Source document —
The only answer that I could come up with was that perhaps something had changed between Mastodon 3.x and 4.x and that it used to convey some form of benefit.

The bot's author provides contact information when registering the app, so I decided to contact them and ask.

As it turns out I was overthinking it (who, moi?) and the application isn't created for technical reasons at all.

The author was trying to do the right thing: they wanted their requests to be linked back to an app in order to make it clear where the requests are coming from (providing some transparency and accountability).

They've said that they're going to update the bot's user-agent to better surface this information.

Mastodon

As it turns out, the fact that arbitrary apps can be added to Mastodon's database is already known, but seems not to be seen as being too big of a deal.

There are some reasonable arguments made in that issue for why it's not too problematic, but I tend to lean towards this still being something which requires a fix (albeit, not urgently).

The GitHub issue highlights one issue with this form of open registration

So, any "bad" guy can register infinite number of application on my server, or I need to close this URL path by Nginx.

The idea that someone can arbitrarily fill your storage space is fairly problematic, but there are mitigations available to help prevent this (rate limits etc), as well as much more convenient and effective options for those looking to DoS an instance.

Supplied data —
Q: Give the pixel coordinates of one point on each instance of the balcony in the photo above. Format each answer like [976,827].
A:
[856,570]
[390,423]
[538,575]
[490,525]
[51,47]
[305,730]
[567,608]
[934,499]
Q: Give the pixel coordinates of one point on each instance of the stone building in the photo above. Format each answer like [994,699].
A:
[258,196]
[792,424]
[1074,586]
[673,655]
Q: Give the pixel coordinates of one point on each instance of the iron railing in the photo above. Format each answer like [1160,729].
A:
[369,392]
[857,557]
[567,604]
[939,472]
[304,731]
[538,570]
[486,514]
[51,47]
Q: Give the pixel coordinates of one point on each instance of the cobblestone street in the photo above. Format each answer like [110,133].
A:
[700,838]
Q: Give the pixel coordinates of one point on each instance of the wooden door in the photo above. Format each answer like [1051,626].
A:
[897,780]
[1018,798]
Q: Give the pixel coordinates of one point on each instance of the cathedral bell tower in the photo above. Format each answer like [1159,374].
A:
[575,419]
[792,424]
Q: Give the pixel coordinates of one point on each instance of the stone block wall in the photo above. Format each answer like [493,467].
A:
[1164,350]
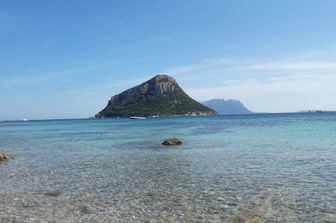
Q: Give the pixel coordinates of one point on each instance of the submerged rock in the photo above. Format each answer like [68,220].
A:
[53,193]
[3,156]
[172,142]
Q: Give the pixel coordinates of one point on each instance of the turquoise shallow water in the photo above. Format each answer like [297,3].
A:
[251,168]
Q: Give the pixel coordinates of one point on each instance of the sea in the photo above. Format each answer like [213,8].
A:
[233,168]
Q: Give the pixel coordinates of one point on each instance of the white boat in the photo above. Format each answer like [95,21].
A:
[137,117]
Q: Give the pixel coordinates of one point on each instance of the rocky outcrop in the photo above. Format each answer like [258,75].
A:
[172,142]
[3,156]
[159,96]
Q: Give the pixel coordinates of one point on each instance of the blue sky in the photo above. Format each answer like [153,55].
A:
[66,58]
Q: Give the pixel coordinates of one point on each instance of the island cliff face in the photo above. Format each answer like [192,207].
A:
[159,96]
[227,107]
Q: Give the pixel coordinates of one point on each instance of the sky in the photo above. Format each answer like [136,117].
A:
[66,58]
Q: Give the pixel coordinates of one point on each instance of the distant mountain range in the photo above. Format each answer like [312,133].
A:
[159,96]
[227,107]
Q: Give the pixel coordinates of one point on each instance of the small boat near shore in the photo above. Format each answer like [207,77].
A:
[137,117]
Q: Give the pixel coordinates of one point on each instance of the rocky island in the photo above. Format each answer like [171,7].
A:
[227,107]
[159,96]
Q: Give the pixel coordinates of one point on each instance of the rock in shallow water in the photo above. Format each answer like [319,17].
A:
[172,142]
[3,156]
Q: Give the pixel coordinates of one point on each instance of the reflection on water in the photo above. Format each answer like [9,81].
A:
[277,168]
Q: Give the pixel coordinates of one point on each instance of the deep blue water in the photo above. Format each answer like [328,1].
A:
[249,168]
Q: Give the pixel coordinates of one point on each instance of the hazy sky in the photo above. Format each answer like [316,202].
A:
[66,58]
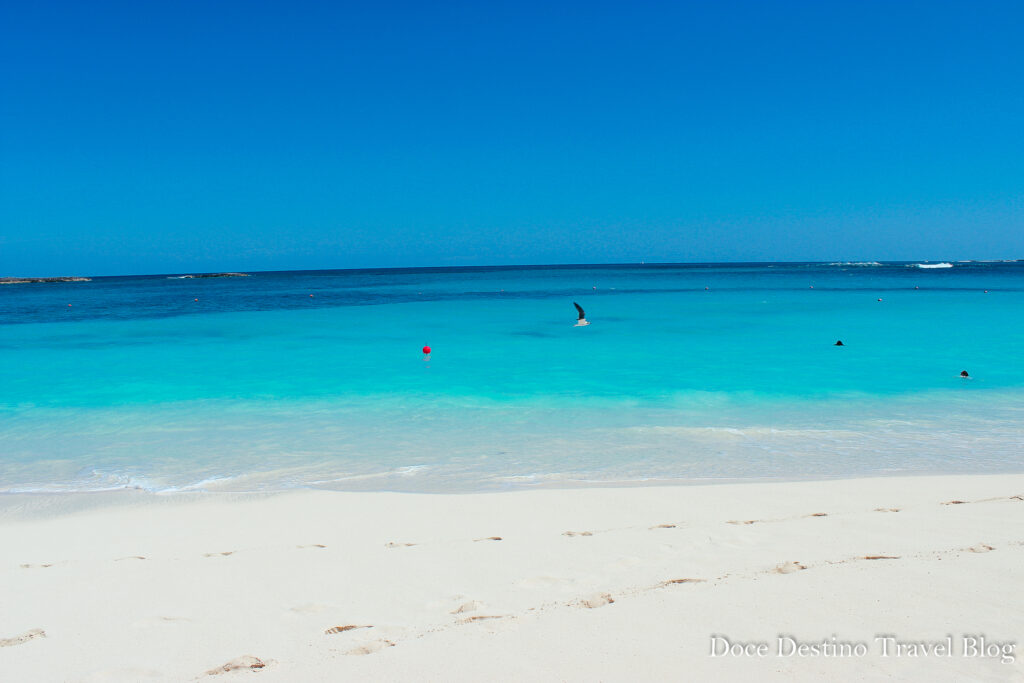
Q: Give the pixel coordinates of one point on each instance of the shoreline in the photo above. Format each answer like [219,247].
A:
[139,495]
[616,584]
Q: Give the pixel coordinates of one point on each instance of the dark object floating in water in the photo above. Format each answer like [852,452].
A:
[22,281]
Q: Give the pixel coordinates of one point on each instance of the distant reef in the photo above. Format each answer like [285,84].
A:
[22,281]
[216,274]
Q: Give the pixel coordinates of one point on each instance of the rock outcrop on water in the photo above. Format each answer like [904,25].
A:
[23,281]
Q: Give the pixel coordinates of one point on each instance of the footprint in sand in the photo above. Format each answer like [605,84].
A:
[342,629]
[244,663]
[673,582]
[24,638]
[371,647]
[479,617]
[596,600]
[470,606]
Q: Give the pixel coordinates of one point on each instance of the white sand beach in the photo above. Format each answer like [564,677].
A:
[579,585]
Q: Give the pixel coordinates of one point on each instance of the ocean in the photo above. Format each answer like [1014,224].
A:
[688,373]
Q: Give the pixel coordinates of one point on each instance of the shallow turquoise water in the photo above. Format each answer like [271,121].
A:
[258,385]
---
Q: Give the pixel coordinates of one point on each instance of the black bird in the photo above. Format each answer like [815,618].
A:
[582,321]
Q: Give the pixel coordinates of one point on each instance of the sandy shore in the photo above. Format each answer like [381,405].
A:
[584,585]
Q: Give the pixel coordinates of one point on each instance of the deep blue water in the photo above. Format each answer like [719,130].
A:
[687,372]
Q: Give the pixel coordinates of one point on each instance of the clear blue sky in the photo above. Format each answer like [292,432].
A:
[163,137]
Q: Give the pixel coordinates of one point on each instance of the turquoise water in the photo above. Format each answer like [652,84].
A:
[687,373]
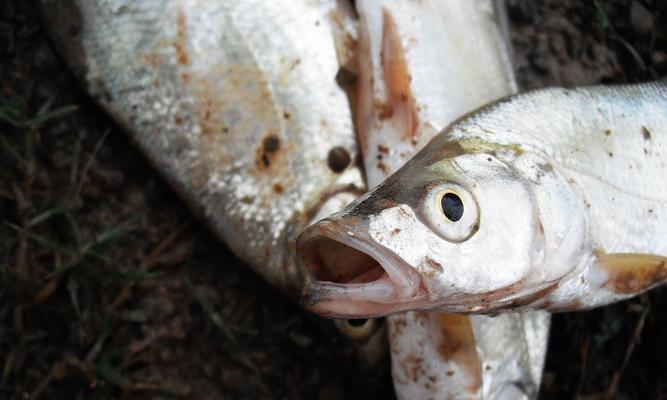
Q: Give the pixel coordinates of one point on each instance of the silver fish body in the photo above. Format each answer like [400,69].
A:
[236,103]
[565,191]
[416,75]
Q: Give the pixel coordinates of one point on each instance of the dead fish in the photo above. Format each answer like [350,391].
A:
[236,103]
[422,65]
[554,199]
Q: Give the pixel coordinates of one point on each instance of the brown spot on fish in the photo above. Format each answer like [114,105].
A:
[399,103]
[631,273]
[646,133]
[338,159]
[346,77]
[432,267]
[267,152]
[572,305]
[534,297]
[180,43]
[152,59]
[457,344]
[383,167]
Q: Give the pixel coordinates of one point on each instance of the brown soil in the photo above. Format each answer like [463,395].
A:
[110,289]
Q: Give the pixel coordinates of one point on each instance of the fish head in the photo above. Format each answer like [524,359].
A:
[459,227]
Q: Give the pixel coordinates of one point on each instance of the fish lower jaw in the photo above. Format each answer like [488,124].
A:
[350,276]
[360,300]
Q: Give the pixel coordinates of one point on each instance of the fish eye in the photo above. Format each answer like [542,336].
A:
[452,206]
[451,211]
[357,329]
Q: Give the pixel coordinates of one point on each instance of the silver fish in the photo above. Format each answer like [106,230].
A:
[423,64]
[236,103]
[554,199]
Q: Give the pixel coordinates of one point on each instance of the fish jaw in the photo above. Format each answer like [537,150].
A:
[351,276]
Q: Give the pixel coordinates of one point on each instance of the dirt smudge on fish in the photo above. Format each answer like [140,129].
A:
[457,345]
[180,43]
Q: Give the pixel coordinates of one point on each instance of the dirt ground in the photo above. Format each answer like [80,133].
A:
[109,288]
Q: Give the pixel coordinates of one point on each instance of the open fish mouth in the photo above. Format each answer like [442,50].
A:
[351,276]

Set exercise 1 —
Quote the Mastodon post from "The idea that" to "DoS an instance.".
Set exercise 2 —
Pull out every line of the records that contains the string "turquoise", matching case exactly.
The Mastodon post and the records come from separate sources.

Written solution 1 —
The idea that someone can arbitrarily fill your storage space is fairly problematic, but there are mitigations available to help prevent this (rate limits etc), as well as much more convenient and effective options for those looking to DoS an instance.

Written solution 2 —
Q: Give the pixel coordinates of one point on each instance of the turquoise shallow water in the photo above. Format each answer like [297,3].
Q: Give the pixel coordinates of one point on each instance of the shallow turquoise water in the photo above. Format each answer like [271,121].
Q: Give the pixel coordinates of one point on each instance of the turquoise water in the photo above. Format each answer like [652,84].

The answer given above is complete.